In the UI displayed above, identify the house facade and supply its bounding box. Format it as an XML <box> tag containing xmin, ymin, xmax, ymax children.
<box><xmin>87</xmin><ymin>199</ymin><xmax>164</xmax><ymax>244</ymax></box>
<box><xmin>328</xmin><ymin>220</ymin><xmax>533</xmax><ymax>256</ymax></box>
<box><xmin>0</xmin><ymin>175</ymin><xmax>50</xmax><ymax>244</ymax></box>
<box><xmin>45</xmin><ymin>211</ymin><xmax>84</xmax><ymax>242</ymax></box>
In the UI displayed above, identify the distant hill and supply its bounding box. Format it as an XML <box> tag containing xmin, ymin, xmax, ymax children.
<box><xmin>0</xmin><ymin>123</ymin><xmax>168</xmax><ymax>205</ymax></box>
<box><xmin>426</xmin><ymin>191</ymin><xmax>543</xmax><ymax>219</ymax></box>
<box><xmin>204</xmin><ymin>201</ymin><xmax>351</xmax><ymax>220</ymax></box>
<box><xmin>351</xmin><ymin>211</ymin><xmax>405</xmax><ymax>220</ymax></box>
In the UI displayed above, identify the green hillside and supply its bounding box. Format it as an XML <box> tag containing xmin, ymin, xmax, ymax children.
----
● **Required task**
Rewrite all the records above as a numbered list with one line per item, leaving out any blank lines.

● **The reply**
1. In the UI displayed above, identify the house facade and supply its bounding box. Format it as an XML <box> tag containing xmin, ymin, xmax, ymax children.
2. <box><xmin>87</xmin><ymin>199</ymin><xmax>164</xmax><ymax>244</ymax></box>
3. <box><xmin>328</xmin><ymin>220</ymin><xmax>533</xmax><ymax>256</ymax></box>
4. <box><xmin>0</xmin><ymin>175</ymin><xmax>50</xmax><ymax>244</ymax></box>
5. <box><xmin>45</xmin><ymin>211</ymin><xmax>84</xmax><ymax>242</ymax></box>
6. In the UI displayed above, identify the distant hill and supply its bounding box. Format it as an XML <box> tag containing xmin, ymin, xmax, ymax children.
7. <box><xmin>0</xmin><ymin>123</ymin><xmax>168</xmax><ymax>205</ymax></box>
8. <box><xmin>426</xmin><ymin>191</ymin><xmax>543</xmax><ymax>219</ymax></box>
9. <box><xmin>204</xmin><ymin>201</ymin><xmax>351</xmax><ymax>220</ymax></box>
10. <box><xmin>351</xmin><ymin>211</ymin><xmax>405</xmax><ymax>220</ymax></box>
11. In the UI displayed above, identify the green hillside and supply its bounding box. Format it as an XML <box> tag containing xmin, ymin, xmax, ymax children.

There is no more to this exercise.